▶ [TASK PROMPT]
Rewrite the rows below, changing each "grasp" to "pick" and leaving everything else unchanged.

▶ [RECORDS]
-------------------------
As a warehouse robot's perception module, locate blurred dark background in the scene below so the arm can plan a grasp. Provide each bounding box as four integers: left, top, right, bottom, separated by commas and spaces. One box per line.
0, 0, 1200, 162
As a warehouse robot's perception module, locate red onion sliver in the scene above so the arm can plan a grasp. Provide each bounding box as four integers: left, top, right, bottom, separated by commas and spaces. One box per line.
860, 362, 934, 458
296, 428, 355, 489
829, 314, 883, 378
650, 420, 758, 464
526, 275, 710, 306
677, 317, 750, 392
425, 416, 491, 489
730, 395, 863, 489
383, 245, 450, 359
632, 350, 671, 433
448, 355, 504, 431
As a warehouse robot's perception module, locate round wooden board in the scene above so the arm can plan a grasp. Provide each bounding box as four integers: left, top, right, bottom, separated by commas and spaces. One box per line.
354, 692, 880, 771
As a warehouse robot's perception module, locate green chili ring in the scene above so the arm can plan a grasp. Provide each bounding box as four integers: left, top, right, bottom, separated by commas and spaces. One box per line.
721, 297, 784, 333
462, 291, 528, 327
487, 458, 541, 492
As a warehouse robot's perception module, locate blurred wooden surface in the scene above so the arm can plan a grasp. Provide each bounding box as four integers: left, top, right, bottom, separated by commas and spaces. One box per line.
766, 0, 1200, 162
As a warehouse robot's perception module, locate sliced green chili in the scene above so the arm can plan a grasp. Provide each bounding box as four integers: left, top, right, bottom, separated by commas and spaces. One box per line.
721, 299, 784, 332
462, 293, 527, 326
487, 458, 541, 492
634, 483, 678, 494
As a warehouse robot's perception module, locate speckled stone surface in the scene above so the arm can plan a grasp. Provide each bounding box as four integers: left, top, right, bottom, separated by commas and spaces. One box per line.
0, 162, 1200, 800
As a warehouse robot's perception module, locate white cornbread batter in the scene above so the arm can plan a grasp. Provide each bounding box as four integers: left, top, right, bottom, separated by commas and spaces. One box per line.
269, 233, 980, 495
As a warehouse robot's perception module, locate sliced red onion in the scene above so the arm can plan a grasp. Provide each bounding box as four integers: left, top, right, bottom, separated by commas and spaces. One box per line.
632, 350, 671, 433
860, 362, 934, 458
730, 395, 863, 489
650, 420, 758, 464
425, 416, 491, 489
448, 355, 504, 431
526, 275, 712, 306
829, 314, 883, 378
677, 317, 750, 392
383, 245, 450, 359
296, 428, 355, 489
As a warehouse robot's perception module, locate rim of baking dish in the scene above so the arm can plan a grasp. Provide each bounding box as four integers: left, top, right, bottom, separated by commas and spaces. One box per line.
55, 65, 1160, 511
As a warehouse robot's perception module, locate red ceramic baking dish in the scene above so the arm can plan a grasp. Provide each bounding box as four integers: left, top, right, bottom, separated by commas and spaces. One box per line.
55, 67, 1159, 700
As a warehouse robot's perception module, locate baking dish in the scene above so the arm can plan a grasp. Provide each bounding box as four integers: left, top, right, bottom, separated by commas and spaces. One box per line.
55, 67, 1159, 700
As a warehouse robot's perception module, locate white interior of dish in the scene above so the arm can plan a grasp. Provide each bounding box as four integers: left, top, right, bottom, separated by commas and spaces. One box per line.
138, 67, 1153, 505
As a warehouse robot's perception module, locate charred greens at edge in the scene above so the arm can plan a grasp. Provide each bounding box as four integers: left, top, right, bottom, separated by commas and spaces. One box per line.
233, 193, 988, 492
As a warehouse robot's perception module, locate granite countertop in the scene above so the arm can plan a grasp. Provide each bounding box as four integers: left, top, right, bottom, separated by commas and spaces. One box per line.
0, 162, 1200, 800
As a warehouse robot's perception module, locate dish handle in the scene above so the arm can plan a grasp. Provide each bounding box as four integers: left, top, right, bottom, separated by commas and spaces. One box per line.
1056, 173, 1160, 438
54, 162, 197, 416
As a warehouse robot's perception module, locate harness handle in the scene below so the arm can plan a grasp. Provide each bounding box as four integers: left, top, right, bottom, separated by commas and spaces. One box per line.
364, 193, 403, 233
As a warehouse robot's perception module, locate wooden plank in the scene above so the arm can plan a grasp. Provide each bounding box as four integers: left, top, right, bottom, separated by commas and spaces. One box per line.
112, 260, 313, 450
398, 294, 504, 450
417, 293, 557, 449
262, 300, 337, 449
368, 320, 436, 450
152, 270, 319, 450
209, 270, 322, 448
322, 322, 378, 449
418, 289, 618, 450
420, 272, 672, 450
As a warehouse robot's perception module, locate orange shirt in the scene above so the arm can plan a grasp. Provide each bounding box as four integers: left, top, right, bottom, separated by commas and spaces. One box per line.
-------------------------
▶ [WORKED SOLUTION]
As a warehouse robot's perception module, locate blurred dark background in the scene below so the arm can plan a pick. Provide each bounding box as four integers: left, top, right, bottom, separated by commas and spaces. One box per line.
0, 0, 1200, 162
As a warehouse robot's perception module, locate red onion sliver in the scene above so the arm can plan a pick. Provide each bounding box as four integers: left, top, right, bottom, separated by commas and spaces. One box per line.
860, 362, 934, 458
296, 428, 355, 489
829, 314, 883, 378
650, 420, 758, 464
526, 275, 710, 306
677, 317, 750, 392
425, 416, 491, 489
730, 395, 863, 489
383, 245, 450, 359
632, 350, 671, 433
448, 355, 504, 431
As a warehouse robot's perception module, locate round wooden board in the scene above so the arm can plan a pick. Provide each bounding box as four integers: left, top, right, bottom, separated by commas and spaces. One box per line.
354, 692, 880, 771
As a warehouse robot's perception module, locate green chili ring in the scene above so the arm can plan a pick. Provide each bounding box as four integers: left, top, right, bottom, separated by commas and spaces. One box per line.
721, 297, 784, 333
462, 291, 528, 327
487, 458, 541, 492
As a warehouse robot's perception module, locate blurred wooden surface in the scene above so the arm can plan a pick. Provide each bounding box as four integers: left, top, right, bottom, separated by commas and spaces. One box per line.
766, 0, 1200, 162
As a warehouse robot's perception module, locate sliced green chili in the scene above so the arm can plan a pick. Provide each bounding box as four integers: left, top, right, bottom, separated by commas and spaces. One box per line.
721, 299, 784, 332
462, 293, 527, 326
487, 458, 541, 492
634, 483, 678, 494
As a warehouse robot's perception module, locate speckled stone surface in the scene above so the arm can plan a pick. Provide each bounding box as four integers: left, top, right, bottom, separated by commas and spaces. One box per line.
0, 162, 1200, 800
As a warehouse robot's perception module, locate white cornbread batter in the scene above so the arm can plan a pick. Provide each bounding box as four integers: left, top, right, bottom, separated by commas and spaces. One box per line.
269, 233, 980, 495
As a warehouse robot's perception module, locate sliced red onion in the scene above so the arm can plan a pick. Provide each bounding box as four integers: left, top, right, bottom, separated by commas and spaces. One box per line.
632, 350, 671, 433
860, 362, 934, 458
730, 395, 863, 489
650, 420, 758, 464
425, 416, 491, 489
448, 355, 504, 431
526, 275, 712, 306
829, 314, 883, 378
677, 317, 750, 392
383, 245, 450, 359
296, 428, 355, 489
As a warehouse robot's perception module, locate rim of baking dish in the scene above so the arm can plan a pick. Provide each bounding box as four integers: left, top, right, bottom, separated by commas and spaces. One box per line.
55, 65, 1160, 511
As a warehouse robot's perception module, locate red ceramic baking dish in the scene above so the arm can plan a pick. Provide each bounding box as four integers: left, top, right, bottom, separated by commas and spaces. One box per line.
55, 67, 1159, 700
As a warehouse robot's perception module, locate baking dish in the scene above so the arm can plan a pick. Provide each bounding box as four integers: left, top, right, bottom, separated by commas and spaces. One box per line.
55, 67, 1159, 700
As a warehouse robot's perception module, locate white interior of dish in the scene above so the arm can plan a pick. Provide each bounding box as four integers: left, top, right, bottom, separated by commas and spaces. One box per line.
138, 67, 1153, 505
As a warehouse robot's perception module, locate charred greens at edge in the scene above so the arm can plan a pick. Provide each bounding box as four integers: left, top, right, bottom, separated by commas and spaces. One box per line.
233, 193, 988, 492
As a warehouse robot's perception module, locate granite countertop in the scene above so the arm can plan a pick. Provide each bounding box as four integers: left, top, right, bottom, separated by commas and spaces. One box per line.
0, 162, 1200, 800
As a warehouse robot's perception module, locate dish handle in the scene above so the arm can plan a pick. Provide each bounding box as four integers: left, top, right, bottom, separated by commas and spaces. One box per line.
1056, 173, 1160, 438
54, 162, 197, 416
As a warehouse robot's perception module, locate harness handle in the scene below so the arm can plan a pick. Provide each bounding box as four integers: left, top, right, bottom, separated by commas and spaces. One box per line.
364, 193, 403, 233
As a warehouse robot's perception module, locate wooden plank in the scene above so the arm can plan a pick. Provide each bounding box as four integers: left, top, right, bottom, separated by commas and spaces. One box per line.
112, 260, 313, 450
398, 294, 504, 450
417, 293, 557, 449
262, 300, 337, 449
368, 320, 436, 450
152, 270, 319, 450
209, 270, 322, 448
322, 322, 378, 449
418, 289, 618, 450
420, 272, 672, 450
As a warehouse robot's perception module, locate orange shirt in the scene above so the arm can plan a pick. Provide each bounding box as four integers: left, top, right, bottom, separated by commas and spaces. One box per line.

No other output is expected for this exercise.